• **Stored records**:
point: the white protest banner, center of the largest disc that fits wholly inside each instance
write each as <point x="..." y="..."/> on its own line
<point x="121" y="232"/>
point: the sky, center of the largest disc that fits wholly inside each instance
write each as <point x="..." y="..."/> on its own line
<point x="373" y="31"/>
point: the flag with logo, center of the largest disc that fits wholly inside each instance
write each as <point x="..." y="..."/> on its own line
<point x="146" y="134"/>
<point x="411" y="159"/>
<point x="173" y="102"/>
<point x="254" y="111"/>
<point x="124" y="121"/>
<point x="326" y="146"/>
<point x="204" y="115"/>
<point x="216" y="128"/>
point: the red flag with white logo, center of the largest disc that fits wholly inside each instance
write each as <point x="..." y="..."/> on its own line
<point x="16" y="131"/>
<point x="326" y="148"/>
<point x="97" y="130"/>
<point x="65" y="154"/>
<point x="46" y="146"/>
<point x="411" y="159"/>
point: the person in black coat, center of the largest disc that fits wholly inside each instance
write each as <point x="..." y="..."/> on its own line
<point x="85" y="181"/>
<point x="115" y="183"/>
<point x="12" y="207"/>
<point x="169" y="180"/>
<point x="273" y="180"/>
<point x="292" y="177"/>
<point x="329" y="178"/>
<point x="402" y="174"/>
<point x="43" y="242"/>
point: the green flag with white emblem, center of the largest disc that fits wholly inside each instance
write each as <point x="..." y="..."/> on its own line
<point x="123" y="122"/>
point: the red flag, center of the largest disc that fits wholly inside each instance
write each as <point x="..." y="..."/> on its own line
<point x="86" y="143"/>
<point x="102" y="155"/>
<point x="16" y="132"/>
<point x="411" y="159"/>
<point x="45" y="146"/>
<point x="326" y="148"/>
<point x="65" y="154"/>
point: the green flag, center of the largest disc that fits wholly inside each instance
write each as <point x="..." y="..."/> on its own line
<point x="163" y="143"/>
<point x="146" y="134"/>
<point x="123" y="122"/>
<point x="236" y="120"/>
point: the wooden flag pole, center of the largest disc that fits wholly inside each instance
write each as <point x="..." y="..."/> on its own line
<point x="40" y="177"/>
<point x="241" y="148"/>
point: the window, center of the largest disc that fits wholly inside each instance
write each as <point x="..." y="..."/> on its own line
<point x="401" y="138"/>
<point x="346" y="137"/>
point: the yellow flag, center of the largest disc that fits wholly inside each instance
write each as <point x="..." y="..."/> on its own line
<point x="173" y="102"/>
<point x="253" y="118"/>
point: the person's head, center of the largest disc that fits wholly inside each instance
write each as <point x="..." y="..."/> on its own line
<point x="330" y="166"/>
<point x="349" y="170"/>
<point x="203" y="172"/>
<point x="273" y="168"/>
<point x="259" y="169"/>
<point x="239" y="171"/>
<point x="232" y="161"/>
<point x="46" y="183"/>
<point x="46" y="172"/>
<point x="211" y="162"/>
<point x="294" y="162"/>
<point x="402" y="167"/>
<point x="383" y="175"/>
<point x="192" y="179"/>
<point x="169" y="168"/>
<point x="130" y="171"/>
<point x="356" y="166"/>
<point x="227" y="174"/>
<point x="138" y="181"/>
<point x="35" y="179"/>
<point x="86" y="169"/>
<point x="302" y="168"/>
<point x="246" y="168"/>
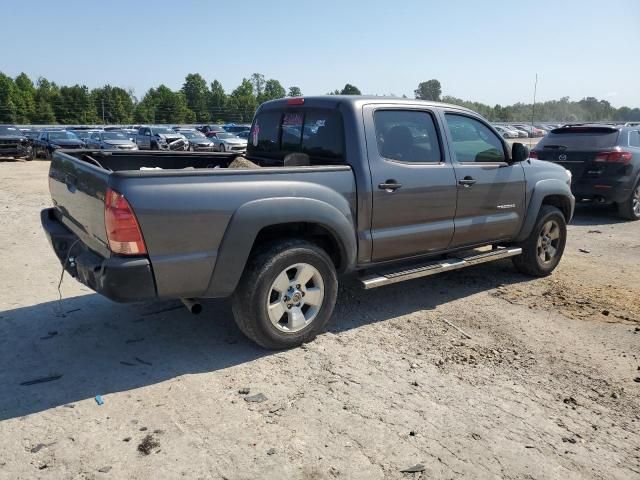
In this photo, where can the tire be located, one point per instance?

• **Task requirements**:
Output all the records, word for word, with no pictures in the copy.

• **The completed task**:
point: the white protest banner, center of the largest disc that fits wholly inside each instance
write each as <point x="..." y="..."/> on its own line
<point x="121" y="232"/>
point: the sky, center of the largest disc that fits wholly inside each instance
write each as <point x="..." y="..."/> on its own line
<point x="373" y="31"/>
point: the flag with logo, center of the largest disc that fits wholly inside each instance
write each as <point x="..." y="..."/> on its own line
<point x="146" y="134"/>
<point x="411" y="159"/>
<point x="173" y="102"/>
<point x="254" y="111"/>
<point x="124" y="121"/>
<point x="326" y="146"/>
<point x="204" y="115"/>
<point x="216" y="128"/>
point: the red flag with white logo, center of the largest disc that fits wholly inside each instance
write each as <point x="..." y="..."/> on its own line
<point x="16" y="131"/>
<point x="326" y="148"/>
<point x="97" y="130"/>
<point x="65" y="154"/>
<point x="46" y="146"/>
<point x="411" y="159"/>
point: the person in black coat, center of the largest disc that fits wholly inside each instance
write each as <point x="..." y="..."/> on its own line
<point x="85" y="181"/>
<point x="115" y="183"/>
<point x="12" y="207"/>
<point x="169" y="180"/>
<point x="273" y="180"/>
<point x="292" y="177"/>
<point x="329" y="178"/>
<point x="402" y="174"/>
<point x="43" y="242"/>
point: the green flag with white emblem, center of the largest disc that fits wholly inside each instance
write each as <point x="..." y="..."/> on its own line
<point x="123" y="122"/>
point: the red flag, center of the largest disc that fits wholly inside each instance
write each as <point x="..." y="..."/> on its own line
<point x="86" y="143"/>
<point x="102" y="155"/>
<point x="16" y="132"/>
<point x="411" y="159"/>
<point x="45" y="146"/>
<point x="326" y="148"/>
<point x="65" y="154"/>
point: the green flag, center of the largest disc that fits wholly inside each instance
write each as <point x="..." y="..."/> on its own line
<point x="163" y="143"/>
<point x="146" y="134"/>
<point x="123" y="122"/>
<point x="236" y="120"/>
point: the wooden flag pole, center of the largest disc that fits wholly inside each instance
write each as <point x="..." y="..."/> on its own line
<point x="40" y="177"/>
<point x="241" y="148"/>
point: the window, center of the largest disc that fits wholly inside each instance
write each as <point x="..." y="..."/> on its own line
<point x="401" y="138"/>
<point x="346" y="137"/>
point: the yellow flag, center of the largest disc that fits wholly inside each instance
write each as <point x="..." y="..."/> on its own line
<point x="173" y="102"/>
<point x="253" y="118"/>
point: the person's head, center of the largest disc that fits wholly inside each instance
write each as <point x="..." y="..."/> on its own line
<point x="330" y="166"/>
<point x="349" y="170"/>
<point x="203" y="172"/>
<point x="273" y="168"/>
<point x="259" y="169"/>
<point x="239" y="171"/>
<point x="232" y="161"/>
<point x="46" y="183"/>
<point x="46" y="172"/>
<point x="211" y="162"/>
<point x="294" y="162"/>
<point x="402" y="167"/>
<point x="383" y="175"/>
<point x="192" y="179"/>
<point x="169" y="168"/>
<point x="130" y="171"/>
<point x="356" y="166"/>
<point x="227" y="174"/>
<point x="138" y="181"/>
<point x="35" y="179"/>
<point x="86" y="169"/>
<point x="302" y="168"/>
<point x="246" y="168"/>
In this photo, where can the tire be located, one point per instance?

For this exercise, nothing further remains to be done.